WHAT THIS TASK INVOLVES: The expected output is the data below, restated word for word.

INPUT DATA:
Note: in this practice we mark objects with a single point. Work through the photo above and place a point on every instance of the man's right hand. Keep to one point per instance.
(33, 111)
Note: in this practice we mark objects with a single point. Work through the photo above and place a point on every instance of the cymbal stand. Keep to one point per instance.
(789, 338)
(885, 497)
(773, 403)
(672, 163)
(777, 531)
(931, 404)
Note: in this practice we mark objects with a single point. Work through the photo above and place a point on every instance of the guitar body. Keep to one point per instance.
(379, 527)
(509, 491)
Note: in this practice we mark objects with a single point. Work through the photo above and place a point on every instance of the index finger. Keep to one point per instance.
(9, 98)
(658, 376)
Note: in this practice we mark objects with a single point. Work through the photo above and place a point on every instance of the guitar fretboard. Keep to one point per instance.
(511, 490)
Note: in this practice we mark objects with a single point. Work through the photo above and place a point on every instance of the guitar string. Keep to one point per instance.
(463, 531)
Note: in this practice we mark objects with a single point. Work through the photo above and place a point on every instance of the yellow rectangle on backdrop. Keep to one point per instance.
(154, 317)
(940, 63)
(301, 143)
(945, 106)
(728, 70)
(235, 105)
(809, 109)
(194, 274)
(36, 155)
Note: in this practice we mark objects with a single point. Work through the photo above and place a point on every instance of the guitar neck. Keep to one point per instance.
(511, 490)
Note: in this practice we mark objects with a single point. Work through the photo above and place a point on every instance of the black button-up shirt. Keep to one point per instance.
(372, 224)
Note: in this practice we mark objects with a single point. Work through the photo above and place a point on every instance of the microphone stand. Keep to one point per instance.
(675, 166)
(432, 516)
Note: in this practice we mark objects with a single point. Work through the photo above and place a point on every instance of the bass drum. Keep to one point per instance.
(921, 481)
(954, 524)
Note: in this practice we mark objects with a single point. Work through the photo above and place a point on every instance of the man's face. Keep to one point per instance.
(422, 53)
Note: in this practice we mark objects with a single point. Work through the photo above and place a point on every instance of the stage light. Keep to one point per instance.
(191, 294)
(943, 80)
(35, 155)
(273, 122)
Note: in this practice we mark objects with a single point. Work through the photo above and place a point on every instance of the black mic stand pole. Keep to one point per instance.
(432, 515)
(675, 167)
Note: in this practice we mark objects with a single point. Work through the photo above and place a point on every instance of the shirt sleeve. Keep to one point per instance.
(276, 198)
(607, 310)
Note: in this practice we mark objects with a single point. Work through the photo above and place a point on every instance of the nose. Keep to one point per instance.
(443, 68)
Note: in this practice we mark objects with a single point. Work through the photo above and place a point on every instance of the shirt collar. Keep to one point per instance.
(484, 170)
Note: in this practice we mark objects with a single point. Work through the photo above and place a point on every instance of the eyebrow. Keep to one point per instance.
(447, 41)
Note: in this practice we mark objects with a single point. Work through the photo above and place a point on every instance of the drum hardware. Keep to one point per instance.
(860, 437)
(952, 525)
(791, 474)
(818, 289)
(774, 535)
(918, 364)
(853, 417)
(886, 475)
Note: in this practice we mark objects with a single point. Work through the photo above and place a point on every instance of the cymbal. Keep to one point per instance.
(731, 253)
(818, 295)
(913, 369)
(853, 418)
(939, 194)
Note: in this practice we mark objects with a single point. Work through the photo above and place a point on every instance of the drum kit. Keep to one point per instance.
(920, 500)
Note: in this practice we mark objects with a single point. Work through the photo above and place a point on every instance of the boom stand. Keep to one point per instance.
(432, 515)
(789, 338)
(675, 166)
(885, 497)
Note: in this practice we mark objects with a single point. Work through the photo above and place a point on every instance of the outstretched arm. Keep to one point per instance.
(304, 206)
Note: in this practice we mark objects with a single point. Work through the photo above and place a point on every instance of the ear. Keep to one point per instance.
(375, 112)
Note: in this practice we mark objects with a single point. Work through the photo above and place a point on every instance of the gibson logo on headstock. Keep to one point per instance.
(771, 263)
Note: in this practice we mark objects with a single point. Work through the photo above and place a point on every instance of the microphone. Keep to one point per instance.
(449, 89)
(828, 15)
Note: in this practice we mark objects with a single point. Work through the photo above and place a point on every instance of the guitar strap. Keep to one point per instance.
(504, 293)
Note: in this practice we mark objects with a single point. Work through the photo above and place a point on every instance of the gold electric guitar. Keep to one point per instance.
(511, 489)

TASK SOLUTION:
Note: in this practice we mark objects with a single point. Work through the photo above and place a point on every instance of the man's right hand. Keep to one point per instance.
(33, 111)
Note: in this practice we mark objects with a single point. Work through the photo above and place a point on every instance of the cymbal stand. Keep to one point per instance.
(789, 338)
(885, 497)
(773, 403)
(672, 163)
(777, 531)
(931, 404)
Note: in this practice we mark objects with a single point. Work through the photo above and place a point on every instance of the guitar body. Keep to one point per instance.
(379, 527)
(509, 491)
Note: in this practice we mark objects with a single point. Work through the photo above and place a point on every instance of the index finger. Keep to one point per instance.
(9, 98)
(658, 376)
Note: in this practice we mark objects with a single point. Work through the photo above and place a point on every instance of the guitar fretboard. Keep to one point per instance.
(511, 490)
Note: in this practice we mark objects with a single point. Work through the photo above and place a point on every instance of the guitar string. Keep to one point per instance.
(463, 531)
Note: in this practice we mark objects with a single point. Work through the photo above and place a point on every instance of the yellow rectangle on backdrop. Keep to one point per instance.
(154, 317)
(940, 63)
(301, 143)
(945, 106)
(728, 70)
(235, 105)
(809, 109)
(194, 274)
(36, 155)
Note: in this practice we mark objects with a single point. Work through the photo above and place a point on every instance of the guitar neck. Keep to one point per instance.
(511, 490)
Note: in this practice we mark objects with a single point. Work through the photo above and place a point on every instance of the black button-up shirt. Keep to one point per instance.
(372, 224)
Note: in this practice we mark objects with a single point. Work through the photo above and place a point on every instance of the microphone stand. Keep to one point per instance.
(675, 166)
(432, 516)
Note: in this practice we mark objects with a single point. Work through the photo above and place a point on every instance of the bass drum. Keep to one point per instance.
(921, 481)
(954, 524)
Note: in this practice we mark objects with a single point. Work through the photo above and place a point on every instance of the man's face. Keep to one point per instance.
(422, 53)
Note: in this practice we mark objects with a single point. Work through the photo above and place a point on every instance of the stage light. Keep to one point per instance.
(191, 294)
(943, 80)
(35, 155)
(273, 122)
Note: in this practice we mark objects with a single point. Work through the photo above and place a point on every instance of the black mic stand pole. Keep to one point per instance.
(432, 515)
(675, 167)
Note: in this practice we mark objects with a single point. Work through the photo above and place a point on every instance of the shirt sleeve. Keep to one point per instance.
(276, 198)
(607, 310)
Note: in this practice we mark objects with a single point. Work through the photo above and place a point on every instance of the nose. Keep to one point per instance.
(443, 68)
Note: in this practice we mark objects with a single point. Work through the photo above and place a point on every instance of the shirt collar. Keep to one point per instance.
(484, 170)
Note: in this practice we mark objects with a single point. Work through the photo above and place a point on every instance of the eyebrow. Keep to one point per instance.
(447, 41)
Note: in this practice we mark objects with a single point. Work through the photo above and place a point on every instance of the drum hardware. Keep to one point per instance.
(860, 437)
(952, 525)
(791, 474)
(818, 289)
(774, 535)
(918, 364)
(853, 417)
(886, 475)
Note: in this practice we mark objects with a single point. Work through the photo above and place a point on every instance of the cymbal. Keep to one point per instance.
(731, 253)
(818, 295)
(913, 369)
(853, 418)
(939, 194)
Note: in this practice we mark objects with a single point. Work through the photo above and place a point on every instance of the drum kit. Keep to one point per instance.
(920, 500)
Note: in this practice we mark objects with a single point. Work through the photo above and place a point on every instance of the boom stand. Keep to one point per instance.
(432, 515)
(789, 338)
(675, 166)
(885, 497)
Note: in this practice we mark objects with a single point. Work through the photo above and place a point on every instance of the outstretched arm. Keep to one point per instance.
(304, 206)
Note: in this practice we mark objects with a single point. Work through the photo above and place a point on every instance of the ear. Keep to one point per instance.
(375, 112)
Note: in this practice we mark objects with a single point. Work through the photo above and place a point on every instance of the gibson logo on headstock. Keep to one point per instance.
(771, 263)
Note: in this practice we mark objects with a single point. Work through the photo above and place a point on every instance of the microphone. Keep to one point per instance.
(449, 89)
(828, 15)
Note: in this practice we mark objects with a single point. Work through the photo above and place a point on every instance of the guitar strap. Keep to one point per instance.
(504, 293)
Note: in this practice we mark objects with a single point. Work through the photo above and place a point on every instance of the gold electric guitar. Keep to one point per instance.
(511, 489)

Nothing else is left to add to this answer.